Exercise details: Copy the records below line for line, with no changes, but omit the pictures.

Record extracts:

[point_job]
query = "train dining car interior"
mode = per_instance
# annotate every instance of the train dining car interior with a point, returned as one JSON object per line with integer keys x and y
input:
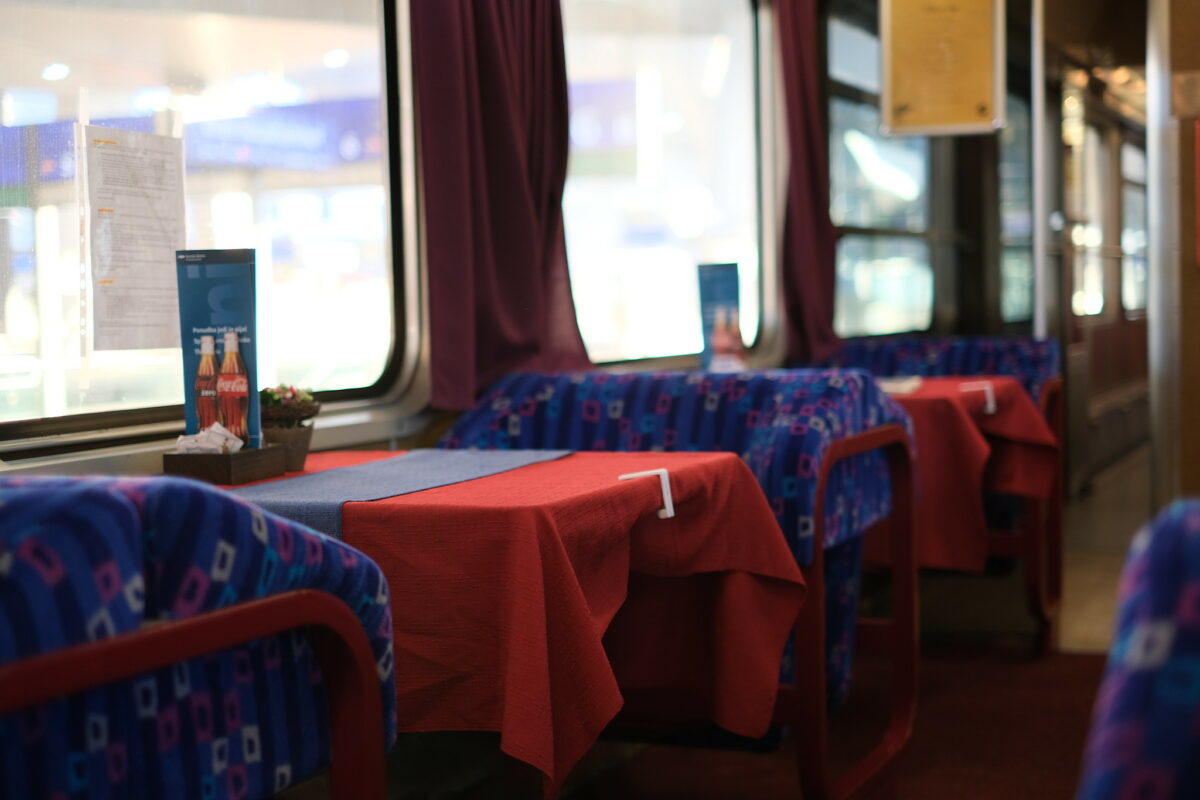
{"x": 683, "y": 400}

The answer:
[point_job]
query = "train dining car interior"
mode = per_instance
# annotate every instance of the train dining car interior with a point, returned as one JSON object per line with integer keys x and y
input:
{"x": 683, "y": 400}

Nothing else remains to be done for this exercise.